=== Provided entries ===
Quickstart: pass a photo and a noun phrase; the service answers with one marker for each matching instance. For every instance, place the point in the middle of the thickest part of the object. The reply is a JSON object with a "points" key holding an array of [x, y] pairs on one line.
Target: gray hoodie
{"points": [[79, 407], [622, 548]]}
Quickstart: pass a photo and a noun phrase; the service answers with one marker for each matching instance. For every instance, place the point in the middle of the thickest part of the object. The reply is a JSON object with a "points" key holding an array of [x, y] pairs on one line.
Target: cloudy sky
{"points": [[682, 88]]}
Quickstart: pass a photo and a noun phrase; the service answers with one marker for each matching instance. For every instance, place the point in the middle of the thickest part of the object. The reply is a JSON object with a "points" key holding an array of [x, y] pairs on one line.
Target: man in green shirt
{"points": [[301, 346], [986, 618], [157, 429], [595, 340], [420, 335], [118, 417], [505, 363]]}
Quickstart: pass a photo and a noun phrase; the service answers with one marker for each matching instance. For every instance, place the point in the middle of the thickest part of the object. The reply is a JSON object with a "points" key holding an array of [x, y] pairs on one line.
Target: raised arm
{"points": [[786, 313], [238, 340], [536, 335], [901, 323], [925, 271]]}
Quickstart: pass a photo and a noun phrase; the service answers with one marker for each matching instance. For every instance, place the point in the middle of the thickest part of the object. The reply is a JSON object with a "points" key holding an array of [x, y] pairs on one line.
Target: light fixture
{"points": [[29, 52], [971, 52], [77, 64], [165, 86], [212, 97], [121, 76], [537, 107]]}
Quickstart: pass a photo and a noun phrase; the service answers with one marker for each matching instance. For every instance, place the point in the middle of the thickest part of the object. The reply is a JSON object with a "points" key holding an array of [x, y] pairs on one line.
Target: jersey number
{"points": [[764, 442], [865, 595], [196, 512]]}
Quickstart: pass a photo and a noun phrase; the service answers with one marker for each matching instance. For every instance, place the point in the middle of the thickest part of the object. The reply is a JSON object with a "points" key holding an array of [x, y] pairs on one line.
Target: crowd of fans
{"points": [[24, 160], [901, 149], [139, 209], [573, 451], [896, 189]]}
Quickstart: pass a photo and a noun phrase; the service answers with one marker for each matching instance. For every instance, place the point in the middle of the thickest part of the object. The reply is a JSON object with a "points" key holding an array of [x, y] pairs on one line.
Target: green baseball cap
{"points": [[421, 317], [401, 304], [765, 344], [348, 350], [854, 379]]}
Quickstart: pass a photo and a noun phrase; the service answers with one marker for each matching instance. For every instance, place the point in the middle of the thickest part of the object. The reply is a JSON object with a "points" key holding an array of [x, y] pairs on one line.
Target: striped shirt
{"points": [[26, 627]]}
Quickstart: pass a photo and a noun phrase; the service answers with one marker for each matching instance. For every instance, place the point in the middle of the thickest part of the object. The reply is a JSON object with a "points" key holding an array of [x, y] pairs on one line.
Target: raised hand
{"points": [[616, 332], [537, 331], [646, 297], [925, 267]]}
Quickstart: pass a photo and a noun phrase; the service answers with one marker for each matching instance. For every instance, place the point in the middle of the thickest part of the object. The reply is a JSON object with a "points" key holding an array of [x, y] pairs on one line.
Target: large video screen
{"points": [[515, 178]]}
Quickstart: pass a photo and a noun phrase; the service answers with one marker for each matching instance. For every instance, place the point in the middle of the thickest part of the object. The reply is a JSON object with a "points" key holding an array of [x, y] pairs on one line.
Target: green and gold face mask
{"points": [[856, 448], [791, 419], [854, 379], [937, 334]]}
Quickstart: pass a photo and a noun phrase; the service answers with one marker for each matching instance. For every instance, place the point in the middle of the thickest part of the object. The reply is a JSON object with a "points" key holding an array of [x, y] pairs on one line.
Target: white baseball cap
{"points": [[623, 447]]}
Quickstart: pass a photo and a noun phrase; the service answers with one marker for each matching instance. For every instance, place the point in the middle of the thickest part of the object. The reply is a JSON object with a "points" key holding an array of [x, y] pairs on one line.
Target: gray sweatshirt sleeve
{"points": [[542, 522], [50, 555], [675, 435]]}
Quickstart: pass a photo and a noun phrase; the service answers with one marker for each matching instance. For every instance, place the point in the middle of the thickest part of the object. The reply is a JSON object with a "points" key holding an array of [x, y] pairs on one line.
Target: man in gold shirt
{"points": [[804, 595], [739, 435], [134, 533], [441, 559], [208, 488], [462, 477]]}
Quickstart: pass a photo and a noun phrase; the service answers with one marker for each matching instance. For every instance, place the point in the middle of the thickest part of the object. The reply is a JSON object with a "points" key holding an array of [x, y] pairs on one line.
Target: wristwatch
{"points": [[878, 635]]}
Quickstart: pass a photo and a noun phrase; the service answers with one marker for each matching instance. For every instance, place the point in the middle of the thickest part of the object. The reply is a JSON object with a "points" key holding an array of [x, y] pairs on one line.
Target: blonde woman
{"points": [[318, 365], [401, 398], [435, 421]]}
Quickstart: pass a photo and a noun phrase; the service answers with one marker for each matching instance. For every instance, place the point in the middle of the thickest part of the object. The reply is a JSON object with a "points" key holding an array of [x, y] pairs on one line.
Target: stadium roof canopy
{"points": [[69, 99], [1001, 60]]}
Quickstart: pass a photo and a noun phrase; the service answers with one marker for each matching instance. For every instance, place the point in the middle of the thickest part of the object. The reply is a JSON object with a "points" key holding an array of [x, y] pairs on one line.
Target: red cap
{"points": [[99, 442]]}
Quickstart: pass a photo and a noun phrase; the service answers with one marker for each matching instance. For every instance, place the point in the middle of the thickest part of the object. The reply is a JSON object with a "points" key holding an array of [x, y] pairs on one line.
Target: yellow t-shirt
===
**Work instruction**:
Restate all entries above verbatim.

**Answer to this exercise**:
Quickstart: pass a photo and a noun phrase; the service answers with one marker for each matching instance. For every instance, place the point in the middle of the thickest part of the object. The reply is a JSON object with a "points" key holding an array of [x, y] pairs on one line.
Target: gray hoodie
{"points": [[79, 407], [622, 548]]}
Quickstart: pass a photo and a noun phrase; the service answers with one marker for each matching instance. For every instance, place the point in the middle of the thickest part of the object. The reply is a JSON object with a "points" key holding an array of [x, y] pairs on one line.
Target: cloudy sky
{"points": [[682, 88]]}
Quickstart: pass a photo and a noun phrase; the service answers with one marker for each matching instance. For every instance, place the point in the middle of the thickest part of the object. The reply is a JSON object with a "points" key holding an array of [x, y] pairs on one line.
Target: man in green shirt
{"points": [[301, 346], [986, 618], [157, 429], [595, 340], [420, 335], [118, 417], [505, 363]]}
Quickstart: pass a photo and a noun phrase; the service answers with one marker for each matching instance. For every instance, place the point in the middle of the thickest part of the object. The reply is a JSON object with a "points" key holding an array of [x, y] pairs on one line.
Target: raised arm
{"points": [[786, 313], [238, 340], [536, 335], [901, 323], [925, 271]]}
Quickstart: pass a photo and a noun phrase; the service answers with one marker for each matching instance. For every instance, place the point in the middle of the thickest part of the object. The reply is a JSON object with a "points" key holding an array of [x, y] pairs on one line.
Target: light fixture
{"points": [[29, 52], [971, 52], [77, 64], [165, 86], [212, 97], [121, 76], [537, 107]]}
Quickstart: pass a photo and a noun phrase; the service answers with one marker for each matching instance. For every instance, place the point in the middle of the thickest part of the object. The reply is a JSON object with a "points" key holding an array of [x, y] pairs on one line.
Target: jersey number
{"points": [[764, 442], [865, 595], [196, 512]]}
Quickstart: pass a photo and a noun phrase; the service answers with one marker for each matching instance. For every instance, place the point in the middle of the thickest part of the object. The reply is a JSON object with a "points" key holding an array of [x, y] pairs on one line.
Target: crowd of fans
{"points": [[24, 160], [901, 149], [139, 209], [573, 451], [896, 189]]}
Quickstart: pass a photo and a noun phrase; the service answers with one marker for each matching instance. For every instance, place the point in the middle of the thickest part of the object. The reply is a JSON object with a "points" key holding an array of [x, y] pairs on one line.
Target: green baseball cap
{"points": [[421, 317], [401, 304], [765, 344], [348, 350], [854, 379]]}
Quickstart: pass a photo and a noun phrase; the service answers with one marker for each matching instance. For every instance, place the point in the middle of the thickest part of the object. The reply is a JSON object with a "points" key holding an array of [x, y] pairs on one line.
Target: striped shirt
{"points": [[26, 627]]}
Quickstart: pass a photo and a noun phrase; the service answers with one marker for each matching instance. For every instance, place the point in the middle of the thickest part of the object. The reply is a JSON object with a "points" key holding an array of [x, y] pairs on one line.
Target: raised hand
{"points": [[616, 332], [537, 331], [646, 297], [925, 267]]}
Quickstart: pass a photo and a noun phrase; the service answers with one marker for each matching instance. For every instance, place the point in the middle of the thickest part of the object. The reply is a JSON object with a "points" key holding an array of [x, y] pairs on one line.
Target: large video screen
{"points": [[515, 178]]}
Quickstart: pass a photo and a noun phrase; the service answers with one marker for each matching instance. For every instance, place the point in the middle of the thickest part of the object. The reply is a JSON object with a "points" key holding an array of [x, y] pairs on one line.
Target: green and gold face mask
{"points": [[856, 448], [791, 419], [854, 379], [937, 334]]}
Quickstart: pass a photo and a noun phrase; the service answers with one marker for each matching instance. For every instance, place the point in the middle of the thickest part of the object. The reply is a JSON object with a "points" key holding an array of [x, y] pairs on one line.
Target: white baseball cap
{"points": [[623, 447]]}
Quickstart: pass a photo and a noun phrase; the service answers with one marker for each matching instance. For every instance, place the point in the middle of the thickest part of the object. The reply is a JSON object with a "points" key holding an array of [x, y] pairs on one line.
Target: gray sweatshirt sleeve
{"points": [[542, 522], [50, 555], [675, 435]]}
Quickstart: pass a photo and a noun phrase; the service answers with one marker for each matching instance. For every instance, place the point in the middle of the thickest part of the object. The reply is a JSON object with a "points" key holding an array of [x, y] pairs on one line.
Target: man in gold shirt
{"points": [[804, 595], [739, 435], [134, 533], [441, 559], [208, 488], [462, 477]]}
Quickstart: pass a photo and a noun phrase; the service answers with one marker for each matching instance. For every instance, place the point in the middle of the thickest part of the object. The reply is a JSON object with a "points" key holding an array of [x, y] pairs on one line.
Target: wristwatch
{"points": [[878, 635]]}
Quickstart: pass a photo and a noun phrase; the service answers with one marker for each matching instance. For every instance, place the point in the middle of the thickest part of the object. The reply is a JSON object with a "points" key holding an array of [x, y] pairs on one line.
Target: blonde woman
{"points": [[318, 365], [401, 398], [435, 421]]}
Quickstart: pass a photo and a noun phrase; the service answers with one marker for each matching instance. For every instance, place the point in the middle of the thickest part of the object. The reply is a JSON object with a "points" key holding an array of [x, y] pairs on one line.
Target: stadium roof canopy
{"points": [[69, 99], [1001, 60]]}
Quickstart: pass a photo and a noun phrase; the service answers with one marker for each matching instance. For every instance, place the point in the middle of the thickest part of the object. The reply is a JSON object with a "points" key holding an array of [x, y] pairs on one line.
Target: red cap
{"points": [[99, 442]]}
Quickstart: pass a photo and a noun phrase; the service answers with one marker for each matching instance. For every instance, place the point in the middle of the thickest part of the object. The reply is a JSON object with a "points" key holding an array of [x, y] pairs on one line.
Target: yellow t-shirt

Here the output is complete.